▶ [Rows from a pointing dataset]
--- --- ---

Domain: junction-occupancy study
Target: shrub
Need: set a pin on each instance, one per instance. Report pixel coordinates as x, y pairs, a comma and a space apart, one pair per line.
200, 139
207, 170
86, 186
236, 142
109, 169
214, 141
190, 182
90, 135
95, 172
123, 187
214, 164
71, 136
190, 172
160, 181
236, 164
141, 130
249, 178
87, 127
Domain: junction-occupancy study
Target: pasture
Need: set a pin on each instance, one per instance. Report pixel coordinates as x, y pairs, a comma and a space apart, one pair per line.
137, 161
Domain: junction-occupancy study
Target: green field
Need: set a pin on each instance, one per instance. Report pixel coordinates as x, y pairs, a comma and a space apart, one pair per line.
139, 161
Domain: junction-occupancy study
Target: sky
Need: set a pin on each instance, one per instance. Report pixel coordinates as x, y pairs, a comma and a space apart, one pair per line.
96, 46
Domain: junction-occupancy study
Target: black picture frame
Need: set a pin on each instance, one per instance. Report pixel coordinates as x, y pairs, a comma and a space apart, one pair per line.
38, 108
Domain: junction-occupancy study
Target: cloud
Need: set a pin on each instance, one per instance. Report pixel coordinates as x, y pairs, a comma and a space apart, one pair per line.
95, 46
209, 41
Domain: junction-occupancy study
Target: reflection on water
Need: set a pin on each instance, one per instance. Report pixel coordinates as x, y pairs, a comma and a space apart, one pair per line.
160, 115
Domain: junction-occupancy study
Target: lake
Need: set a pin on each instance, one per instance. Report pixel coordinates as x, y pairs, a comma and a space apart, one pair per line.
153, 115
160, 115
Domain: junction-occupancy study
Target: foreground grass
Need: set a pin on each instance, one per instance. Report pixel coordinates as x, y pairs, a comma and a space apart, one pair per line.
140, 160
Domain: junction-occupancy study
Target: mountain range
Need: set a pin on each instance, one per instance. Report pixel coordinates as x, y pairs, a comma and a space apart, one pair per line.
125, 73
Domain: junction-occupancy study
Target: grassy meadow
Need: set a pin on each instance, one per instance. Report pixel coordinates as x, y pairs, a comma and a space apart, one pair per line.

--- --- ---

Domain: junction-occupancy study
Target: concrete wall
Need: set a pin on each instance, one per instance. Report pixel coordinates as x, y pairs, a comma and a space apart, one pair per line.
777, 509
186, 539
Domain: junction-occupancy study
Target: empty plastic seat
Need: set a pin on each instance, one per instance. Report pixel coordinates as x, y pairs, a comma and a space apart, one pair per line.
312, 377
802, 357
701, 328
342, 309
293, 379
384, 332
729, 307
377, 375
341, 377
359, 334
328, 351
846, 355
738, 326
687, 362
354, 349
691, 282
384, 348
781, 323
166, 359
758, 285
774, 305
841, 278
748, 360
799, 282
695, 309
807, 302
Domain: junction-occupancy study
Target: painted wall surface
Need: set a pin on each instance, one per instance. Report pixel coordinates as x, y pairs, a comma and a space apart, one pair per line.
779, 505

--- --- ---

▶ [WORK REQUIRED]
Report, in full, each line of the data above that contains the word "wall". Matching is case-sensitive.

▶ [RESPONSE]
Target: concrete wall
Target: painted wall surface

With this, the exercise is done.